= Set exercise =
Copy the lines below word for word, beginning at the line that has "For each instance of the onion" and stopping after the line that has "[[918, 227], [204, 264], [1063, 238]]".

= Data for the task =
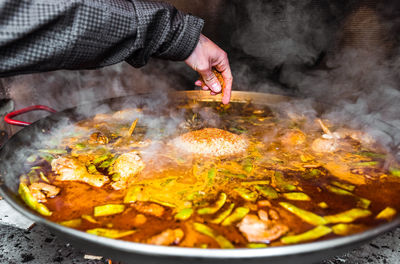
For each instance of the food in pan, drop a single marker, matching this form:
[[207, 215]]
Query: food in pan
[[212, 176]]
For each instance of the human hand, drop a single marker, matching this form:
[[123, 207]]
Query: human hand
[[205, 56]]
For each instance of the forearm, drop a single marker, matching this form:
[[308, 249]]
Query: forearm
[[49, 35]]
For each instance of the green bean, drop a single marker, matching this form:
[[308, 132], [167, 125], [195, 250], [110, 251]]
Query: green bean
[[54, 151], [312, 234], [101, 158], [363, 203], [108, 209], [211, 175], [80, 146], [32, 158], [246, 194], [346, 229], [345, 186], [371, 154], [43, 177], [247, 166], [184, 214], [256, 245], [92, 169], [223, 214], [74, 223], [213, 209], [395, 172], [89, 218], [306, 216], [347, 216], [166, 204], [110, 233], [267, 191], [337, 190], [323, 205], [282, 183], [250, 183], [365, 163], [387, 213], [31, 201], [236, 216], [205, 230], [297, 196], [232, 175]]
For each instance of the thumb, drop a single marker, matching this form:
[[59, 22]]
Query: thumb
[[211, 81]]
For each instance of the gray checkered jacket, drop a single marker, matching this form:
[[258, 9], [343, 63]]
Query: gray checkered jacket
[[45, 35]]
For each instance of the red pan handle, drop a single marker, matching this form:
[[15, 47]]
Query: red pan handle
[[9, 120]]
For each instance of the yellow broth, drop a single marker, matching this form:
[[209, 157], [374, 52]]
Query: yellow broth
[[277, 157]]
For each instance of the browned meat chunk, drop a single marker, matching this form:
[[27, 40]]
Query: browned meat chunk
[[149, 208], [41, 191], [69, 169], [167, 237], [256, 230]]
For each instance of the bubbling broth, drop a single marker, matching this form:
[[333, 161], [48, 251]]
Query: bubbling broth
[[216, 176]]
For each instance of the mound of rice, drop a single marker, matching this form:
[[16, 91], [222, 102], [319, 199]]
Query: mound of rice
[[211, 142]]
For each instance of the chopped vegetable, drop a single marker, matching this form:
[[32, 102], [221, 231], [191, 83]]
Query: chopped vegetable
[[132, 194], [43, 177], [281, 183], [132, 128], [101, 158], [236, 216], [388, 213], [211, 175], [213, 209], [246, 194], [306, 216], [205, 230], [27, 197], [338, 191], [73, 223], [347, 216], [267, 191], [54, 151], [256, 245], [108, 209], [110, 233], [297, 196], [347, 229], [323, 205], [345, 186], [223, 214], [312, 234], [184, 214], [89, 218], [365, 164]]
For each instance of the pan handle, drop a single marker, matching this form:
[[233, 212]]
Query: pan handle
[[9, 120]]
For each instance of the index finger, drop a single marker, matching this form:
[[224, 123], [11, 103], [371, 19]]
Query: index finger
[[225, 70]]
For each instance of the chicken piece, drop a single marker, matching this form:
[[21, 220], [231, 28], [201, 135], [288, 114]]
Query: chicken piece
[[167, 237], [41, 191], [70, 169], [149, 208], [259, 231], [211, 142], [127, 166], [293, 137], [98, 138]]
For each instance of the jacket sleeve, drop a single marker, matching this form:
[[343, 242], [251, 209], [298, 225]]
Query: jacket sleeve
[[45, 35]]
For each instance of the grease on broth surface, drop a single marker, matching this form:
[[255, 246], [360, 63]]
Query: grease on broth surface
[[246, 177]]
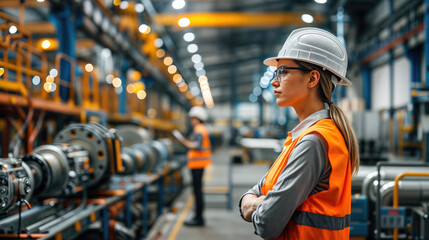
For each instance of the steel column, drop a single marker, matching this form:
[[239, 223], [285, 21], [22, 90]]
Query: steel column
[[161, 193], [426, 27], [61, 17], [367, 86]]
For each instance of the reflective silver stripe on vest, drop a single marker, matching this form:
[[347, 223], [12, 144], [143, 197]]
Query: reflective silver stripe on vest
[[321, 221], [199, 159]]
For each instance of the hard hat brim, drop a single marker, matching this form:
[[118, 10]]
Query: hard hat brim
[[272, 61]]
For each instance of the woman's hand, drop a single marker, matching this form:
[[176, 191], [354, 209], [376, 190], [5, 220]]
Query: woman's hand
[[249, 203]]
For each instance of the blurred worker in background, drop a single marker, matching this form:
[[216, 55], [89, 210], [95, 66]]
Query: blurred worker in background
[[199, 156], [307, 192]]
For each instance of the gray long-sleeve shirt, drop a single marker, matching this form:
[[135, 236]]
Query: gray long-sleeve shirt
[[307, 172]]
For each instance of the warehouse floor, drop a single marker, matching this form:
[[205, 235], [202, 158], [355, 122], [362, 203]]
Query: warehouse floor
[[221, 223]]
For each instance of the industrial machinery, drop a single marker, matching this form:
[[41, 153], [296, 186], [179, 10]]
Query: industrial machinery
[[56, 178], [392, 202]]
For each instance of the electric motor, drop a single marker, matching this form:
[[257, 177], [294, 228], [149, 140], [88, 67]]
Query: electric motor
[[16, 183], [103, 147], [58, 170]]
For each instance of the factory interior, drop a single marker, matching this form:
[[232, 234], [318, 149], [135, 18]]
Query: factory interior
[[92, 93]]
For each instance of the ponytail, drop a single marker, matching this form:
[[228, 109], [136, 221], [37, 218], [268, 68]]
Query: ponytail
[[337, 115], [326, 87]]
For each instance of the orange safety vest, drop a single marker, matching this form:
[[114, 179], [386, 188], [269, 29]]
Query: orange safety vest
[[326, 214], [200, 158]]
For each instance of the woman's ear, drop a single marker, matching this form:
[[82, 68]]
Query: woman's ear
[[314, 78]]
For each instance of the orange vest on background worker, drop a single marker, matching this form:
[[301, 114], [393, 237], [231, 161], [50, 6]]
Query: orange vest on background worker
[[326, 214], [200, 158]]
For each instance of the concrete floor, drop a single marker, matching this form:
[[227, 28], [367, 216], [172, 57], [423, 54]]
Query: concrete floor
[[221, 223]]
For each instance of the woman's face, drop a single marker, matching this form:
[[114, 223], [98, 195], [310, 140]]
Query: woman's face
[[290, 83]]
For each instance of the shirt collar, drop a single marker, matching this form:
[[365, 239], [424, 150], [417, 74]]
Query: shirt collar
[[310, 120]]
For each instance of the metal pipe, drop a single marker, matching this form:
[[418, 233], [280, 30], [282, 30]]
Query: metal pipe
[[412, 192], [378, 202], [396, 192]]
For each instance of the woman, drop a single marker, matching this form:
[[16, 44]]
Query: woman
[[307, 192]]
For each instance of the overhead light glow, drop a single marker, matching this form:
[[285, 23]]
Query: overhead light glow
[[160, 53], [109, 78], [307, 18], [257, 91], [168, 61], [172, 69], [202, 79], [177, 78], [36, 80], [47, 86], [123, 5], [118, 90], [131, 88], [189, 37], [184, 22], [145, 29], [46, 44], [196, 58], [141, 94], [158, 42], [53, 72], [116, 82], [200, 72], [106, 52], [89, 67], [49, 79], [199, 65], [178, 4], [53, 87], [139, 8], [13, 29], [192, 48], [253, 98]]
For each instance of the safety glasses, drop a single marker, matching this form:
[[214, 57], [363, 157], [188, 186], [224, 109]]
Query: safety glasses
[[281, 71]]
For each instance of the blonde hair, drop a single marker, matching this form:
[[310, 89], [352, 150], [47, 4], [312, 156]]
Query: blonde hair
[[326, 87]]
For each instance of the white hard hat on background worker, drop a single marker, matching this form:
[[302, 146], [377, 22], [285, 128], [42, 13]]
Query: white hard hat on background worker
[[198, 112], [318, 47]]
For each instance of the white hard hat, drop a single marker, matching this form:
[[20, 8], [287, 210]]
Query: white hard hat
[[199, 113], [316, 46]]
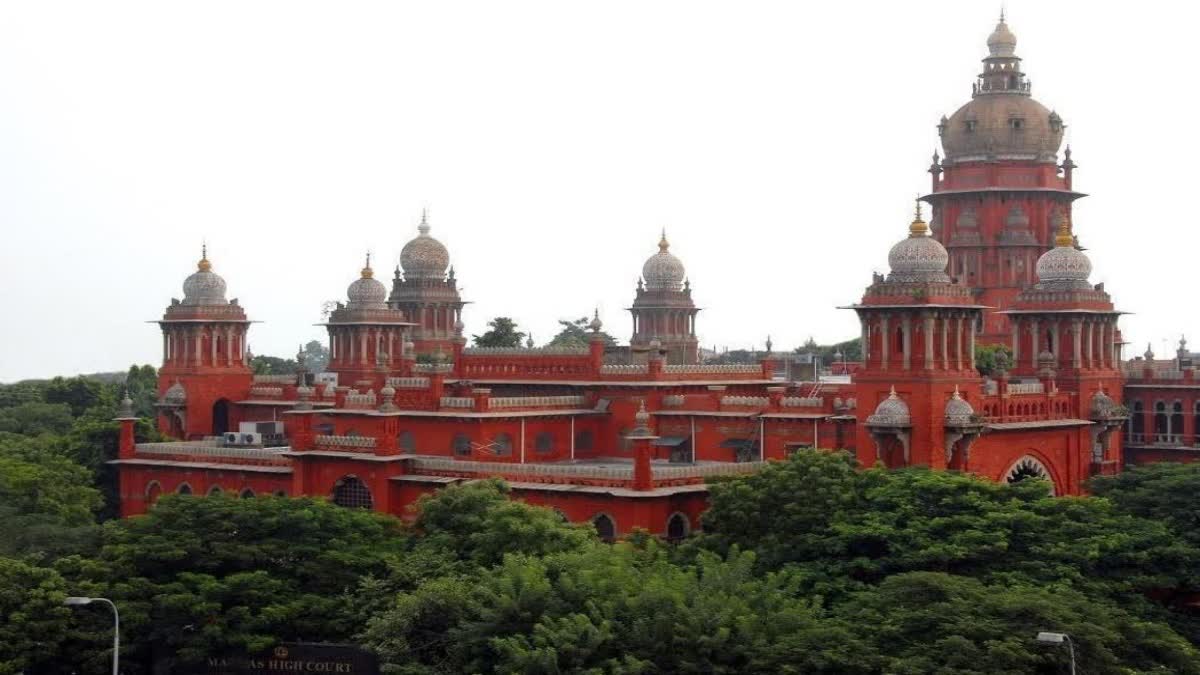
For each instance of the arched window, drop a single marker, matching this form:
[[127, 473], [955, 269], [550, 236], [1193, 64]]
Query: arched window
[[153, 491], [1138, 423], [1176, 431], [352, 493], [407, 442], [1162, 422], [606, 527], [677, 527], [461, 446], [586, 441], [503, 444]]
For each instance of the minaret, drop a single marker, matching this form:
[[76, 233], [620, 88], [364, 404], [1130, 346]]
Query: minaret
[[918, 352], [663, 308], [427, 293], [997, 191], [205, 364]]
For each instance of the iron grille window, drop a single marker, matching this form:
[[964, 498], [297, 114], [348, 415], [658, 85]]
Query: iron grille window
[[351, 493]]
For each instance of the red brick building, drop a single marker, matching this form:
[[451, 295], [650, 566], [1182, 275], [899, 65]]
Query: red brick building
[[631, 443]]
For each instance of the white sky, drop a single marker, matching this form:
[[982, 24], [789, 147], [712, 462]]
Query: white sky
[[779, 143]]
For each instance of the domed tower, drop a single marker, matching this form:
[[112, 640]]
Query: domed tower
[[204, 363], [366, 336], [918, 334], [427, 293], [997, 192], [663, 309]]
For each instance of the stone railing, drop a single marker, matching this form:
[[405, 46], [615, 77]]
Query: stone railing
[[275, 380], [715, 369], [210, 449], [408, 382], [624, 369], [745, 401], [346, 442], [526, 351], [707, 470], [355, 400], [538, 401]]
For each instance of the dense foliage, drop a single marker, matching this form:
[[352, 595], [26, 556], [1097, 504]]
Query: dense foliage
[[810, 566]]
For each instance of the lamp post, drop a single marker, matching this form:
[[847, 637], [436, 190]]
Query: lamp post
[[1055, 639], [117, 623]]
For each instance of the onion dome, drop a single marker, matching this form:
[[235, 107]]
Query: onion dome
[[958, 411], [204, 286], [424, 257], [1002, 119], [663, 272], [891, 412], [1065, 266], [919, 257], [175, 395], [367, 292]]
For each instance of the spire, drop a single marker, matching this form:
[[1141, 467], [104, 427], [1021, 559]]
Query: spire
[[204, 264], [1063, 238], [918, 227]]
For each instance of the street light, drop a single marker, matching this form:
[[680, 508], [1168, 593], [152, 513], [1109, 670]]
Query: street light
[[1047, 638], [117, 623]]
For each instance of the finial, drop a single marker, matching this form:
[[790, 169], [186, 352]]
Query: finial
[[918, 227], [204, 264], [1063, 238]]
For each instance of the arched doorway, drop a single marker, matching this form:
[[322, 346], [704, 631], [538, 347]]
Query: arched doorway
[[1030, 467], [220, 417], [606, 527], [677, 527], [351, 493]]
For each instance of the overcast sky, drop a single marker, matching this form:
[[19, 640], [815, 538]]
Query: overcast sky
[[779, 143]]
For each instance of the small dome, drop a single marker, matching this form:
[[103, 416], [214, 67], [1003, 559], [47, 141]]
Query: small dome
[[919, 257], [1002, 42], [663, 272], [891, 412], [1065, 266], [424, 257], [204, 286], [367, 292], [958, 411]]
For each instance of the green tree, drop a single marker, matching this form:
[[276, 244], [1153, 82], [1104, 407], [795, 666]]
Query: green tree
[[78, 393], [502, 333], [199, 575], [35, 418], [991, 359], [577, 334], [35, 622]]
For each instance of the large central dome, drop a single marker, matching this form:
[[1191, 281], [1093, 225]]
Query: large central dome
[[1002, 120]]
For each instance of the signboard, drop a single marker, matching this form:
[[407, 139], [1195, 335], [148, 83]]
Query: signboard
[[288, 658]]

= Answer to this task =
For each instance of the onion dome, drop a single marker, matching this form:
[[235, 107]]
Query: onion dome
[[958, 411], [204, 286], [424, 257], [1002, 119], [663, 272], [891, 412], [1065, 266], [919, 257], [175, 395], [367, 292]]
For each instance of the spire, drop a single marker, matching this form:
[[1141, 467], [104, 427], [1021, 559]]
Query: spire
[[204, 264], [1063, 238], [918, 227]]
For each instance of the street light, drop a single marker, matching this form:
[[680, 508], [1168, 593], [152, 513], [1109, 670]]
Query: street light
[[1047, 638], [117, 623]]
For each instance of the finial, drop a single marker, matching this form:
[[790, 169], [186, 352]]
Query: finial
[[918, 227], [204, 264], [1063, 238]]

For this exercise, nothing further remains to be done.